> **Work order**
When you reach the line with "Draw the outline of every instance of the forested" in the data below, begin printing lines exactly, and stop once the line with "Draw the outline of every instance of the cabin" has been printed.

Top of Input data

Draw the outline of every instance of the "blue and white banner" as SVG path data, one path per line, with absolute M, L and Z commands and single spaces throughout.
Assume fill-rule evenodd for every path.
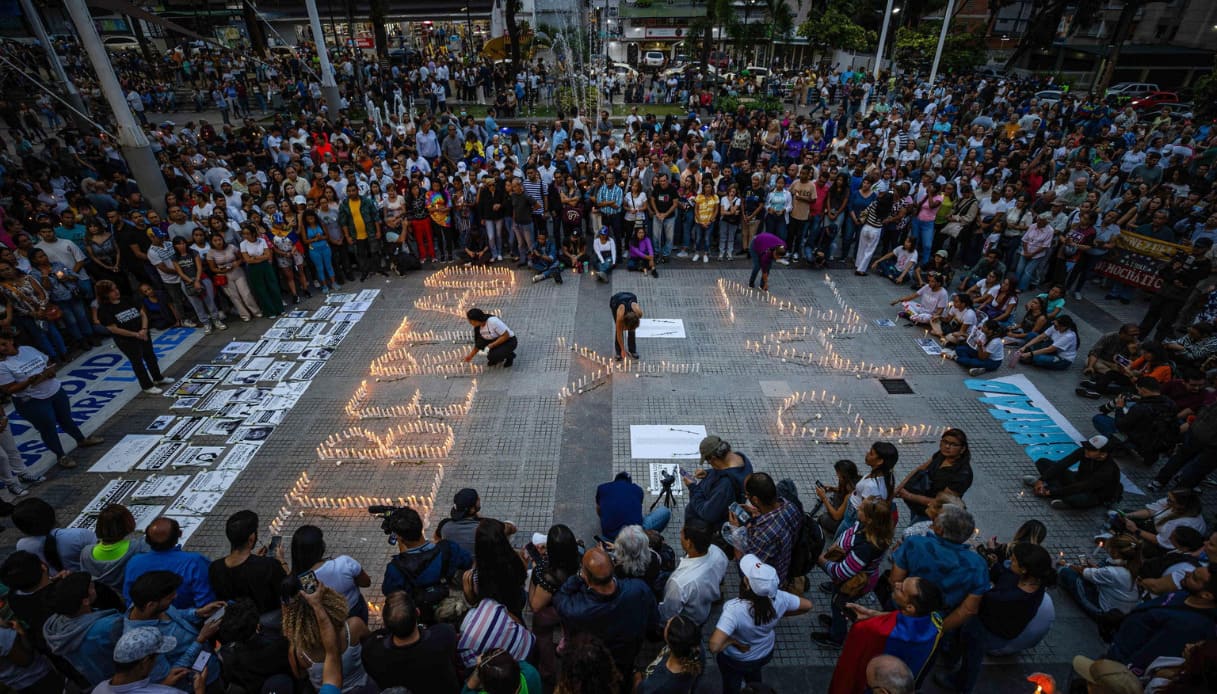
M 203 331 L 193 328 L 171 328 L 155 335 L 152 348 L 161 371 L 168 370 L 201 339 Z M 99 431 L 106 420 L 140 392 L 131 363 L 112 342 L 68 364 L 60 370 L 58 378 L 72 402 L 72 419 L 86 436 Z M 34 427 L 16 412 L 9 412 L 8 416 L 25 465 L 37 472 L 54 465 L 54 456 L 43 445 Z M 65 451 L 76 446 L 67 434 L 60 434 L 60 440 Z

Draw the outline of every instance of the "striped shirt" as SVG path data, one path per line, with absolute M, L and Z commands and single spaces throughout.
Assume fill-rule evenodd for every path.
M 862 534 L 861 523 L 854 523 L 853 526 L 847 528 L 841 535 L 841 542 L 838 544 L 841 549 L 845 550 L 845 557 L 841 561 L 825 563 L 824 573 L 828 574 L 833 583 L 840 585 L 852 578 L 854 574 L 865 572 L 870 575 L 873 588 L 873 580 L 878 572 L 879 563 L 886 552 L 867 542 L 866 536 Z
M 524 660 L 532 650 L 536 637 L 523 624 L 516 622 L 502 604 L 482 598 L 465 614 L 461 636 L 456 643 L 461 665 L 477 665 L 478 656 L 502 648 L 516 660 Z
M 541 207 L 544 204 L 542 201 L 545 200 L 545 194 L 548 192 L 549 187 L 540 180 L 530 181 L 528 179 L 524 179 L 522 185 L 524 186 L 524 194 L 536 200 L 537 207 Z M 534 209 L 533 211 L 539 213 L 541 210 Z

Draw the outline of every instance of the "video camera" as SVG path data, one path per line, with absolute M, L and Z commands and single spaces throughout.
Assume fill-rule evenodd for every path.
M 380 531 L 389 536 L 389 544 L 397 544 L 397 538 L 393 536 L 393 529 L 389 527 L 389 519 L 394 513 L 406 508 L 405 506 L 369 506 L 368 513 L 380 519 Z

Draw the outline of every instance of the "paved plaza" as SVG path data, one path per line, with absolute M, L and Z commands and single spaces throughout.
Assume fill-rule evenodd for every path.
M 861 461 L 881 429 L 895 429 L 882 437 L 899 441 L 897 475 L 903 478 L 936 450 L 937 432 L 955 426 L 967 432 L 971 444 L 976 483 L 966 501 L 980 538 L 1006 540 L 1023 521 L 1040 518 L 1048 525 L 1047 545 L 1054 555 L 1089 553 L 1102 511 L 1052 511 L 1043 500 L 1020 493 L 1019 480 L 1033 470 L 1031 461 L 991 406 L 981 402 L 985 394 L 977 388 L 984 386 L 969 387 L 972 379 L 962 369 L 926 355 L 916 342 L 924 337 L 921 329 L 876 324 L 895 318 L 888 303 L 902 289 L 845 270 L 777 267 L 766 296 L 749 291 L 747 279 L 748 266 L 736 261 L 676 263 L 662 267 L 659 278 L 622 271 L 610 285 L 569 274 L 559 286 L 532 284 L 519 270 L 464 276 L 428 269 L 348 286 L 344 291 L 351 294 L 380 293 L 333 356 L 304 381 L 311 385 L 301 388 L 303 395 L 284 411 L 252 462 L 223 490 L 187 548 L 221 556 L 227 551 L 223 519 L 240 509 L 255 509 L 265 527 L 285 536 L 314 523 L 325 530 L 331 551 L 363 563 L 373 577 L 366 597 L 377 604 L 393 548 L 379 519 L 365 511 L 368 503 L 404 500 L 424 510 L 434 507 L 433 528 L 456 490 L 470 486 L 481 494 L 483 514 L 514 521 L 520 538 L 563 522 L 590 541 L 597 532 L 596 485 L 628 470 L 646 487 L 652 466 L 665 462 L 633 457 L 631 427 L 636 425 L 704 426 L 746 453 L 759 470 L 794 480 L 809 506 L 815 481 L 829 483 L 832 463 L 840 458 Z M 642 361 L 606 375 L 612 350 L 608 300 L 616 291 L 637 294 L 647 318 L 681 321 L 664 325 L 681 325 L 684 337 L 640 339 Z M 1100 290 L 1088 293 L 1098 296 Z M 1083 354 L 1101 333 L 1140 310 L 1136 303 L 1101 303 L 1066 306 L 1078 318 Z M 454 356 L 468 349 L 463 343 L 469 327 L 461 316 L 475 305 L 499 313 L 518 334 L 513 368 L 485 369 L 484 357 L 469 367 Z M 306 311 L 301 314 L 306 323 L 318 315 L 332 318 L 334 311 L 325 306 L 317 296 L 297 308 Z M 194 345 L 169 375 L 180 377 L 195 364 L 211 363 L 230 341 L 290 337 L 300 329 L 299 323 L 289 323 L 274 328 L 282 332 L 264 336 L 272 328 L 269 321 L 230 325 Z M 1088 436 L 1094 403 L 1073 395 L 1078 368 L 1053 373 L 1007 361 L 991 377 L 1025 376 Z M 902 378 L 912 392 L 890 394 L 880 376 Z M 61 509 L 66 523 L 108 481 L 144 479 L 147 471 L 88 468 L 125 435 L 149 434 L 159 416 L 216 414 L 171 410 L 173 402 L 135 398 L 99 427 L 107 445 L 78 451 L 78 470 L 54 475 L 34 493 Z M 190 445 L 231 450 L 226 440 L 196 432 Z M 695 450 L 694 443 L 688 451 L 694 458 Z M 682 460 L 683 453 L 674 451 L 666 462 L 696 464 Z M 1147 481 L 1144 469 L 1124 467 L 1134 484 Z M 648 494 L 645 504 L 654 499 Z M 1140 500 L 1125 497 L 1126 503 Z M 677 497 L 680 508 L 666 532 L 676 546 L 683 502 Z M 171 504 L 169 499 L 156 503 Z M 903 524 L 903 505 L 901 515 Z M 9 548 L 16 538 L 12 529 L 3 536 Z M 730 596 L 736 579 L 728 580 Z M 813 574 L 812 585 L 819 581 Z M 826 596 L 813 591 L 815 611 L 826 612 Z M 1094 626 L 1060 591 L 1052 594 L 1057 620 L 1051 633 L 1031 652 L 993 663 L 980 691 L 1027 691 L 1027 674 L 1042 670 L 1062 676 L 1074 655 L 1102 650 Z M 822 691 L 827 685 L 838 652 L 809 640 L 814 619 L 790 619 L 778 628 L 777 651 L 765 677 L 779 691 Z M 707 678 L 706 690 L 717 688 L 717 682 Z

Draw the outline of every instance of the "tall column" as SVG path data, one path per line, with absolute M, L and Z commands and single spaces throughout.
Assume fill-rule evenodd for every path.
M 148 136 L 131 113 L 127 96 L 114 74 L 114 66 L 110 64 L 110 57 L 106 55 L 101 37 L 97 35 L 97 28 L 93 26 L 89 8 L 85 6 L 85 0 L 64 0 L 64 5 L 72 17 L 72 23 L 76 25 L 80 45 L 84 47 L 89 62 L 93 64 L 93 71 L 97 73 L 97 83 L 101 87 L 102 96 L 114 112 L 118 144 L 127 160 L 127 166 L 131 168 L 131 175 L 135 177 L 135 182 L 139 184 L 139 190 L 148 203 L 164 214 L 165 193 L 169 192 L 169 187 L 165 185 L 165 177 L 161 174 L 156 155 L 152 153 Z
M 68 73 L 64 72 L 63 63 L 59 62 L 59 54 L 55 52 L 55 46 L 51 43 L 51 37 L 47 36 L 46 26 L 42 23 L 42 15 L 34 8 L 32 0 L 21 0 L 21 11 L 29 19 L 30 28 L 34 30 L 34 36 L 42 44 L 42 49 L 46 51 L 46 61 L 51 66 L 51 72 L 54 73 L 55 79 L 59 80 L 59 83 L 63 85 L 64 98 L 72 105 L 72 108 L 80 112 L 71 115 L 72 121 L 82 131 L 89 131 L 93 127 L 93 124 L 86 118 L 81 117 L 82 115 L 88 116 L 89 109 L 85 106 L 85 100 L 80 96 L 80 90 L 76 89 L 76 85 L 72 80 L 68 79 Z
M 317 14 L 317 0 L 305 0 L 308 7 L 308 24 L 313 30 L 313 43 L 317 46 L 317 60 L 321 63 L 321 95 L 329 104 L 330 121 L 338 119 L 342 97 L 338 95 L 338 82 L 334 80 L 334 66 L 330 64 L 330 52 L 325 47 L 325 34 L 321 31 L 321 17 Z M 331 15 L 332 16 L 332 15 Z M 338 34 L 334 34 L 335 40 Z
M 879 70 L 883 67 L 883 46 L 887 43 L 887 27 L 892 22 L 892 3 L 895 0 L 887 0 L 887 9 L 883 12 L 883 29 L 879 31 L 879 47 L 875 49 L 875 69 L 873 75 L 875 79 L 879 79 Z
M 947 0 L 947 11 L 942 15 L 942 31 L 938 32 L 938 48 L 934 50 L 934 65 L 930 67 L 930 89 L 934 89 L 934 78 L 938 76 L 938 63 L 942 60 L 942 47 L 947 42 L 947 28 L 951 26 L 951 13 L 955 11 L 955 0 Z

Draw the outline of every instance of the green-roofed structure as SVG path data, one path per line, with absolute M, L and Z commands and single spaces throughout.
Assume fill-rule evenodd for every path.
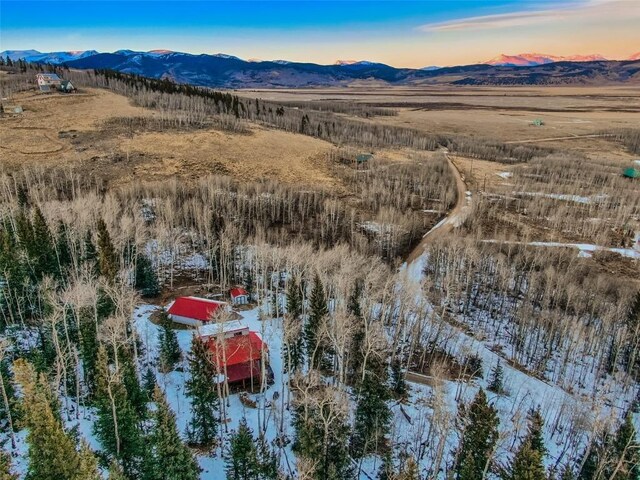
M 640 178 L 640 168 L 629 167 L 625 168 L 622 175 L 627 178 Z

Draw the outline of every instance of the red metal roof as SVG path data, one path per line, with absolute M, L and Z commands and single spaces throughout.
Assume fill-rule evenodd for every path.
M 260 378 L 260 365 L 258 362 L 239 363 L 227 367 L 227 381 L 229 383 L 249 380 L 251 377 Z
M 232 365 L 248 364 L 252 361 L 257 362 L 262 358 L 262 351 L 266 352 L 268 350 L 267 345 L 256 332 L 249 332 L 248 335 L 237 335 L 222 340 L 211 338 L 208 340 L 208 346 L 221 372 L 224 371 L 225 363 L 228 370 Z
M 230 293 L 231 293 L 231 298 L 236 298 L 241 295 L 249 295 L 249 292 L 247 292 L 244 288 L 240 288 L 240 287 L 232 288 Z
M 216 302 L 214 300 L 207 300 L 206 298 L 178 297 L 167 312 L 170 315 L 178 315 L 180 317 L 194 318 L 202 322 L 208 322 L 211 319 L 211 315 L 224 305 L 224 302 Z

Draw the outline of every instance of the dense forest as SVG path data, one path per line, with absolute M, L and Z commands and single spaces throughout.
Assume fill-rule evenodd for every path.
M 27 88 L 33 67 L 23 67 L 14 91 Z M 135 128 L 241 133 L 258 122 L 329 140 L 354 193 L 220 176 L 106 188 L 69 169 L 3 172 L 0 478 L 639 477 L 636 284 L 575 252 L 483 241 L 503 202 L 566 235 L 600 218 L 613 232 L 603 239 L 624 243 L 636 190 L 538 147 L 112 72 L 65 75 L 162 113 Z M 355 146 L 415 154 L 358 166 Z M 444 146 L 527 160 L 521 191 L 550 193 L 536 179 L 556 176 L 575 194 L 600 179 L 610 196 L 573 222 L 554 216 L 557 198 L 481 197 L 453 234 L 402 265 L 435 223 L 424 211 L 456 202 L 447 157 L 425 154 Z M 492 225 L 501 238 L 512 228 Z M 263 376 L 245 396 L 157 308 L 184 287 L 234 285 L 252 294 L 240 313 L 269 341 L 274 369 L 272 385 Z

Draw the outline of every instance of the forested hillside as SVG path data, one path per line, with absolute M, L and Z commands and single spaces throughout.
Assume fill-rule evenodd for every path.
M 3 95 L 31 88 L 23 67 Z M 0 478 L 638 478 L 640 190 L 604 161 L 362 107 L 64 75 L 158 113 L 111 119 L 123 138 L 258 124 L 329 141 L 344 189 L 5 167 Z M 515 192 L 461 192 L 454 153 L 512 168 Z M 536 244 L 556 236 L 595 253 Z M 237 285 L 273 371 L 244 393 L 162 309 Z

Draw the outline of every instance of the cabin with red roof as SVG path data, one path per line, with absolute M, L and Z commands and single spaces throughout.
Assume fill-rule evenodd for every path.
M 172 321 L 192 327 L 206 325 L 223 311 L 229 311 L 227 302 L 200 297 L 178 297 L 167 308 Z
M 220 382 L 232 388 L 258 388 L 263 373 L 267 381 L 273 378 L 269 366 L 269 348 L 257 332 L 240 322 L 211 323 L 200 330 Z
M 234 287 L 229 290 L 229 296 L 234 305 L 246 305 L 249 303 L 249 292 L 242 287 Z

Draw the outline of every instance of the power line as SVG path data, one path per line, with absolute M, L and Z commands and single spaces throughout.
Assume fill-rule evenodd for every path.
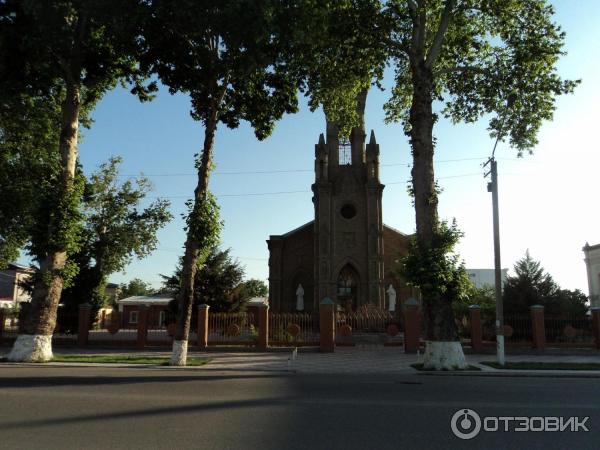
M 455 158 L 455 159 L 439 159 L 434 161 L 434 164 L 439 163 L 451 163 L 451 162 L 462 162 L 462 161 L 483 161 L 486 158 Z M 509 161 L 519 161 L 521 158 L 502 158 Z M 399 162 L 399 163 L 390 163 L 390 164 L 380 164 L 380 167 L 411 167 L 411 163 L 407 162 Z M 273 170 L 238 170 L 238 171 L 216 171 L 214 175 L 268 175 L 268 174 L 278 174 L 278 173 L 309 173 L 314 172 L 313 169 L 273 169 Z M 160 172 L 160 173 L 152 173 L 152 174 L 123 174 L 118 175 L 122 178 L 137 178 L 138 176 L 145 177 L 182 177 L 182 176 L 196 176 L 198 175 L 196 172 Z
M 478 158 L 479 159 L 479 158 Z M 519 174 L 507 174 L 507 175 L 519 175 Z M 473 177 L 473 176 L 481 176 L 481 173 L 477 172 L 477 173 L 464 173 L 464 174 L 460 174 L 460 175 L 448 175 L 448 176 L 444 176 L 444 177 L 437 177 L 437 180 L 447 180 L 447 179 L 451 179 L 451 178 L 464 178 L 464 177 Z M 410 180 L 399 180 L 399 181 L 388 181 L 383 183 L 384 185 L 391 185 L 391 184 L 403 184 L 403 183 L 408 183 Z M 298 191 L 275 191 L 275 192 L 244 192 L 244 193 L 238 193 L 238 194 L 215 194 L 215 196 L 217 198 L 222 198 L 222 197 L 256 197 L 256 196 L 265 196 L 265 195 L 283 195 L 283 194 L 306 194 L 312 192 L 310 190 L 298 190 Z M 145 197 L 148 199 L 156 199 L 156 198 L 161 198 L 161 199 L 179 199 L 179 198 L 185 198 L 185 199 L 189 199 L 191 198 L 190 195 L 159 195 L 159 196 L 148 196 Z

Bottom of Input data

> **Task response**
Draw the outline of every instance of the forested hillside as SVG path data, one path per line, with absolute M, L and Z commands and single spaces throughout.
Assume fill-rule evenodd for every path.
M 3 95 L 31 88 L 23 67 Z M 0 478 L 638 478 L 640 190 L 604 161 L 362 107 L 64 75 L 158 113 L 111 119 L 123 138 L 258 124 L 329 141 L 344 189 L 5 167 Z M 515 192 L 461 192 L 454 153 L 512 168 Z M 536 244 L 556 236 L 595 253 Z M 237 285 L 273 371 L 244 393 L 162 309 Z

Draw the outline of every instance of the cabin with red roof as SVG path data, one path per line, with absolute M, L and Z commands and single spaces throughout.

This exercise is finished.